Point placement entries:
┌──
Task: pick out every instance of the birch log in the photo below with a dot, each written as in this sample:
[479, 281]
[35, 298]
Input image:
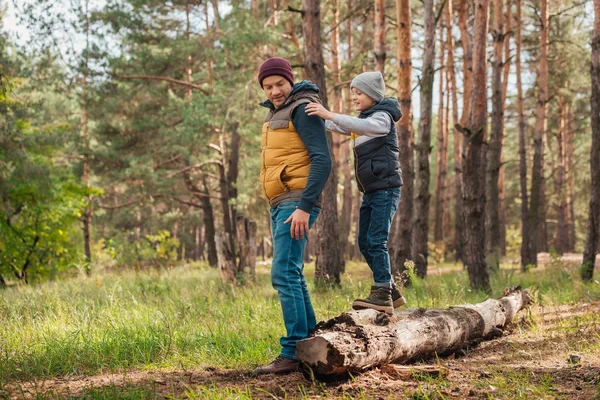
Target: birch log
[358, 340]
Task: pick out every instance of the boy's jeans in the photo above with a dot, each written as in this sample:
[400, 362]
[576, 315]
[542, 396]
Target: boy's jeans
└──
Could you render every line of the entries above as a Markdown table with the columns Row and Line, omitting blank lines and leaving the pictures out?

▶ **OUTPUT BELOW**:
| Row | Line |
|---|---|
| 1 | Task: pick out every instance of the birch log in the photo below with a dot, each written as in this sample: |
| 2 | [479, 281] |
| 3 | [35, 298] |
| 4 | Input image: |
| 5 | Target: birch log |
| 6 | [358, 340] |
| 7 | Task: pick out every instance of the boy's jeans in the photo above with a dot, each written as in this sample: |
| 8 | [400, 362] |
| 9 | [576, 315] |
| 10 | [542, 396] |
| 11 | Target: boy's jeans |